- _Source excerpt_:
● ● ●

Dossiers and Customer Courtesy Cards

Tim May tcmay at
Tue Dec 31 12:12:02 PST 2002

On Tuesday, December 31, 2002, at 11:32  AM, Michael Cardenas wrote:
> But what if this data is used as part of a larger picture, such as in
> TIA. It definitely can be used, along with gas purchases, to track
> where a suspect, aka a citizen, is living.  Also, many possible
> weapons such as perscription drugs, box cutters, and kitchen knives
> can be purchased at a grocery store, which combined with case data
> could be useful in framing, aka finding, the suspect.

_Can_ be used is different from _must_ be used.

Collecting valid name information costs a vendor money (both in labor, 
computerization/records, and in driving some customers elsewhere). It 
also deters some people from completing transactions.

● ● ●

- _Data lines_:
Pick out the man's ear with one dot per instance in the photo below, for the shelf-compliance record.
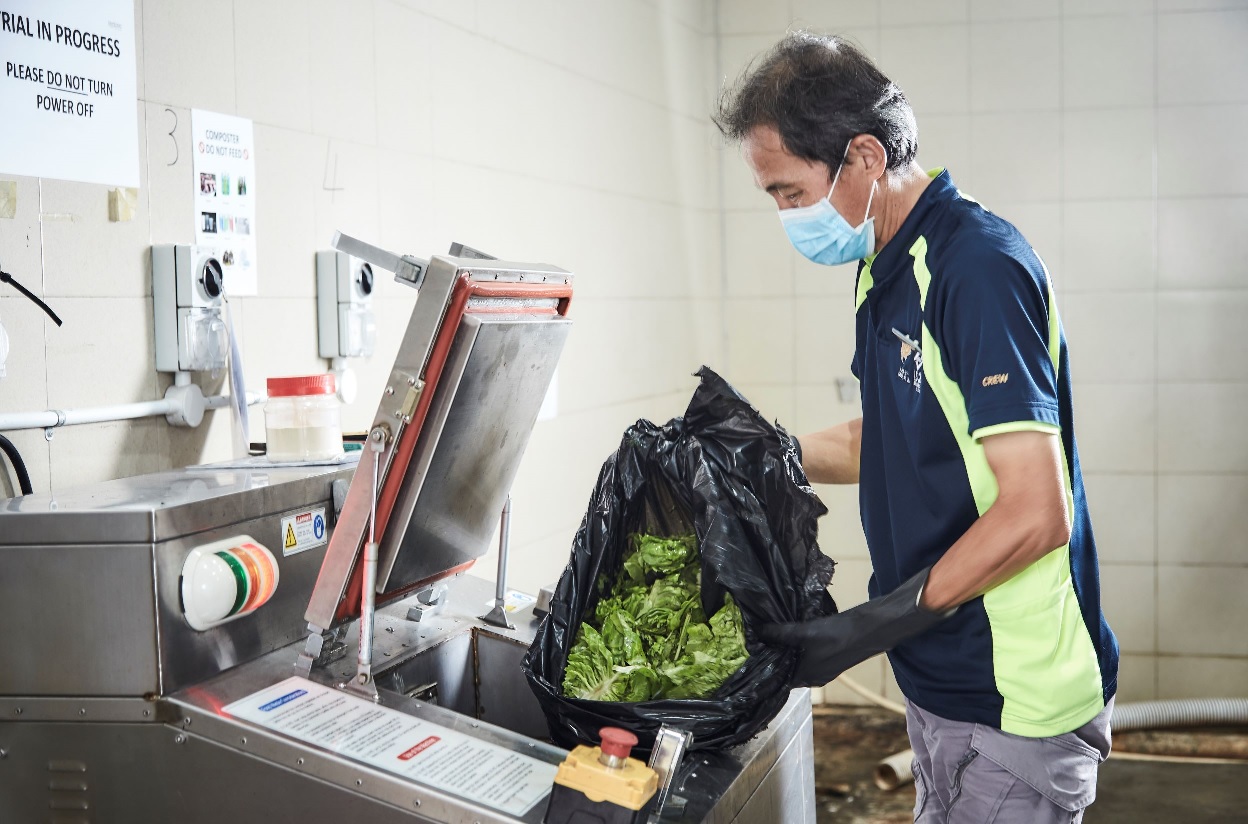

● ● ●

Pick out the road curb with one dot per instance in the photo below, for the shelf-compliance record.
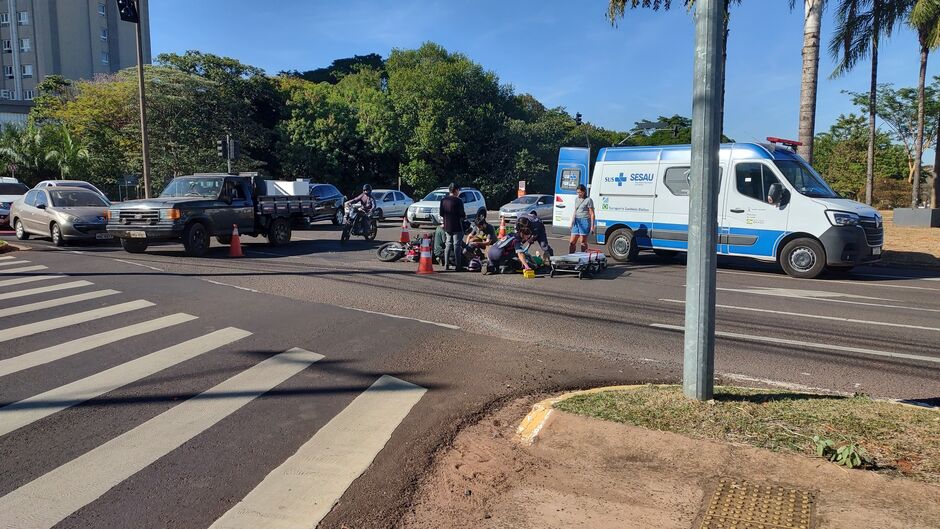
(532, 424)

● ● ●

- _Written instruction_: Reproduce the entire text on dossiers and customer courtesy cards verbatim, without any alterations. The material above is separate from the text and serves only as accompanying content.

- _Reply to the exercise_:
Dossiers and Customer Courtesy Cards

Tim May tcmay at
Tue Dec 31 12:12:02 PST 2002

On Tuesday, December 31, 2002, at 11:32  AM, Michael Cardenas wrote:
> But what if this data is used as part of a larger picture, such as in
> TIA. It definitely can be used, along with gas purchases, to track
> where a suspect, aka a citizen, is living.  Also, many possible
> weapons such as perscription drugs, box cutters, and kitchen knives
> can be purchased at a grocery store, which combined with case data
> could be useful in framing, aka finding, the suspect.

_Can_ be used is different from _must_ be used.

Collecting valid name information costs a vendor money (both in labor, 
computerization/records, and in driving some customers elsewhere). It 
also deters some people from completing transactions.